● TRECHO DA FONTE

◇ ◇ ◇

O apartheid digital da educação pública em Maceió

Ana Sobral é estagiária de direito do Cedeca Zumbi dos Palmares.
Arthur Lira é advogado do Cedeca Zumbi dos Palmares.

“Professora, bom dia, gostaria de saber como faço para que os meus filhos acompanhem as aulas? Tenho cinco filhos que estão matriculados e um celular que é do meu marido, que só está em casa na parte da noite.”
O diálogo em epígrafe, entre uma mãe e uma professora, no inicio das aulas virtuais da rede pública municipal de educação em Maceió, apenas revela “a ponta do iceberg” do aparheid digital de milhares de crianças e adolescentes maceioenses.

A pandemia do coronavírus aprofundou as desigualdades na sociedade brasileira, ampliando o quadro de graves violações de direitos humanos: o país retornou ao mapa da fome, os ricos estão cada vez mais ricos, os pobres cada vez mais pobres; a violência doméstica tornou-se uma epidemia dentro da pandemia, a cada seis horas, uma mulher morre no Brasil vítima de feminicídio; os crimes de ódio contra a população LGBTQIA+ crescem exponencialmente, os assassinatos de pessoas trans cresceram 70%.

◇ ◇ ◇

● TAREFA
Dê continuidade ao texto sobre o apartheid digital na educação pública de Maceió, começando logo depois da última frase. Não é preciso usar as entradas.

● DADOS REGISTRADOS

◇ ◇ ◇

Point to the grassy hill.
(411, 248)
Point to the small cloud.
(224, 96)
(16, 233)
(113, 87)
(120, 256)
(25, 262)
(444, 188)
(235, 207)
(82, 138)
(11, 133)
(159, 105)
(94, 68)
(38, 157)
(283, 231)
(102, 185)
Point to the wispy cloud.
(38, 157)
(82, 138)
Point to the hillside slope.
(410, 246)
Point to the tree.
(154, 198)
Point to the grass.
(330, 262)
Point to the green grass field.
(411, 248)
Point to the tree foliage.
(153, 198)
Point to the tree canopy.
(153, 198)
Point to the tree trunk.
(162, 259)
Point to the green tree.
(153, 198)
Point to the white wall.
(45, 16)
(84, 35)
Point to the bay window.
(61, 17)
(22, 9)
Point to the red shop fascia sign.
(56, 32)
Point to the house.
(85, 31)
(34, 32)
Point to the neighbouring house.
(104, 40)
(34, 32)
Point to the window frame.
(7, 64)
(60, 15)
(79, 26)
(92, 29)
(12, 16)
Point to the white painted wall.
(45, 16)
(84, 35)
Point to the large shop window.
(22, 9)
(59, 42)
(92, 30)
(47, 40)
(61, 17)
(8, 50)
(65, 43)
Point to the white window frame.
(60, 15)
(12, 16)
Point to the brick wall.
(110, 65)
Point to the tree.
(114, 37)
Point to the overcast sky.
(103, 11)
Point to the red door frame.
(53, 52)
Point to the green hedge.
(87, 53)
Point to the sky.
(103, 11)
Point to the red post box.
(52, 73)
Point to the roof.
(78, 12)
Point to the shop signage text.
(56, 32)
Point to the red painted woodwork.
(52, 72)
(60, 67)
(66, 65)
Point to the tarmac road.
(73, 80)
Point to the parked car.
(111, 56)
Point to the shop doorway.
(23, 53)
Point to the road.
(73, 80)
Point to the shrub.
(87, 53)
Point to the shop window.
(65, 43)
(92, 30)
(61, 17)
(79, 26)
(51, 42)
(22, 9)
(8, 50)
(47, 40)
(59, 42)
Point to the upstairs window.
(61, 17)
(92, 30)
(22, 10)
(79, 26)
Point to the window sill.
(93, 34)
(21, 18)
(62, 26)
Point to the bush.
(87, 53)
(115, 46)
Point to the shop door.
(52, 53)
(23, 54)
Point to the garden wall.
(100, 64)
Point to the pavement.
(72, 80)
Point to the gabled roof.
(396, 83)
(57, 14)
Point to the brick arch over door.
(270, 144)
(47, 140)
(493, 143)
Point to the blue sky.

◇ ◇ ◇

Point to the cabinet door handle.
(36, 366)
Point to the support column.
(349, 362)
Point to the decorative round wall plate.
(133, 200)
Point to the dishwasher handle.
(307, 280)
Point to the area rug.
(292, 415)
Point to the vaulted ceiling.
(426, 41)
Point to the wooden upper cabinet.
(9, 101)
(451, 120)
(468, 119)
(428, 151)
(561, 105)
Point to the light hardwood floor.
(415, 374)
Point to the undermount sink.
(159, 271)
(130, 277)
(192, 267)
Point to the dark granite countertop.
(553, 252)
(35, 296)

◇ ◇ ◇

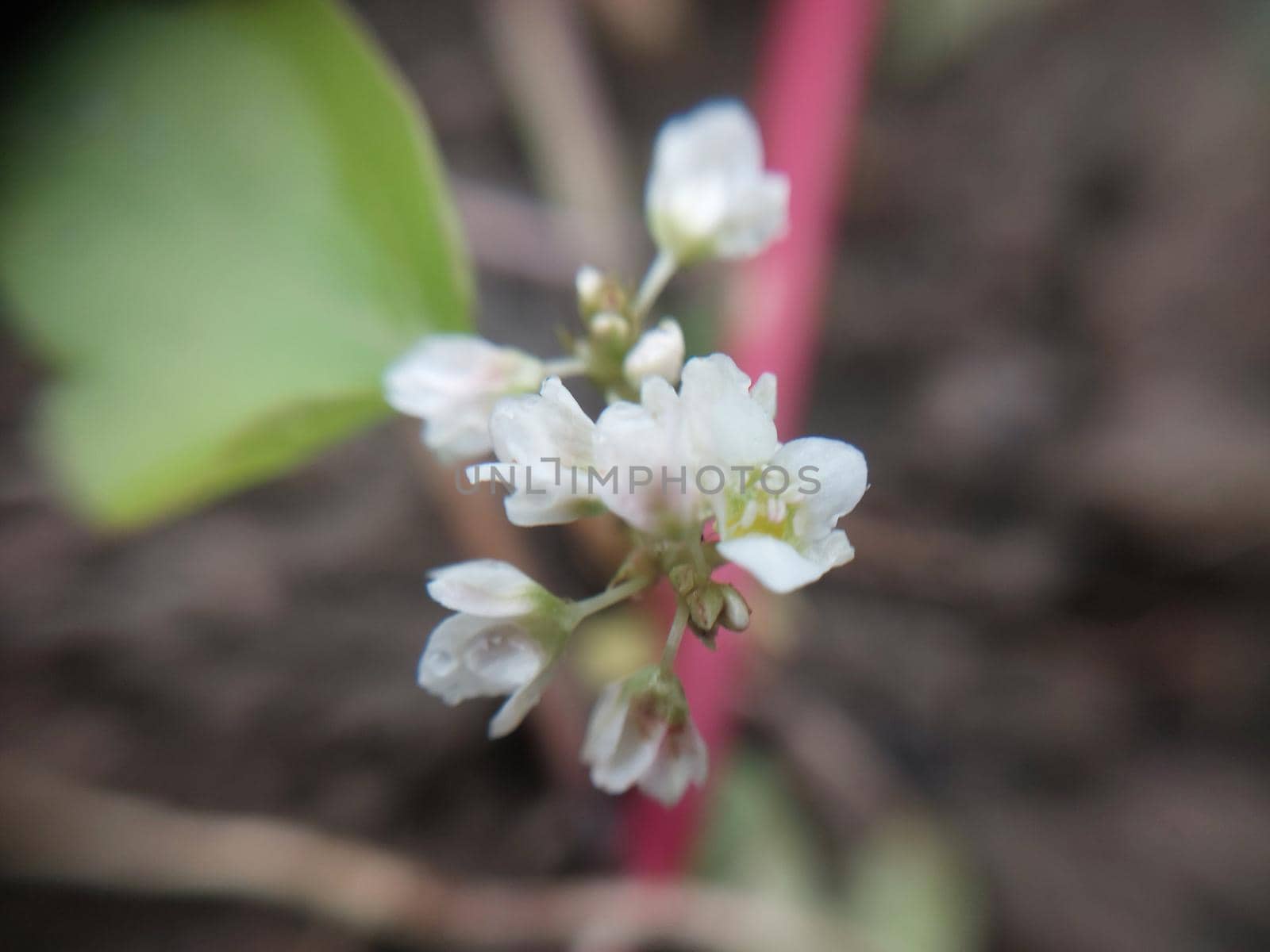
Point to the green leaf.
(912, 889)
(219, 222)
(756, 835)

◇ ◇ ◇

● RESULTADO DA TAREFA
Concomitantemente ao aumento dessas e outras violações de direitos humanos registradas, mormente, contra os grupos vulneráveis (povos indígenas, negros, quilombolas, idosos, pessoas com deficiências, adeptos das religiões de matriz africana etc), ocorre uma silenciosa, invisível, e, portando, gravíssima violação de direitos humanos contra as crianças e os adolescentes. Referimo-nos à negação ao direito humano à educação, pela impossibilidade real do acesso as aulas virtuais, por milhares de alunos da rede pública municipal de ensino.

O apartheid na educação pública em Maceió, que já era histórico, segundo levantamento realizado em 2017, pela 28ª Vara Cível da Infância e Juventude da Comarca de Maceió: 135 mil alunos ficaram fora da sala de aula, porque não conseguiram se matricular na rede de ensino, sendo que destes 46.236 tinham entre 6 e 10 anos, e, agora, com a necessidade do acesso a internet e equipamentos eletrônicos para assistirem as aulas, essa exclusão educacional será enormemente ampliada.

A decisão da Prefeitura de Maceió de iniciar as aulas virtuais, sem apresentar um plano concreto de inclusão digital dos alunos e professores, assegurando às condições mínimas de capacitação, acesso a internet e aos equipamentos, faz letra morta ao direito à educação das crianças e dos adolescentes albergado na CF/1988 e em diversos instrumentos internacionais de proteção aos direitos humanos, a exemplo do da Declaração Universal dos Direitos Humanos e da Convenção Internacional Sobre os Direitos da Criança, condenando as gerações futuras de Maceió a uma espécie de pena perpétua de viverem sob as condições de miséria e pobreza.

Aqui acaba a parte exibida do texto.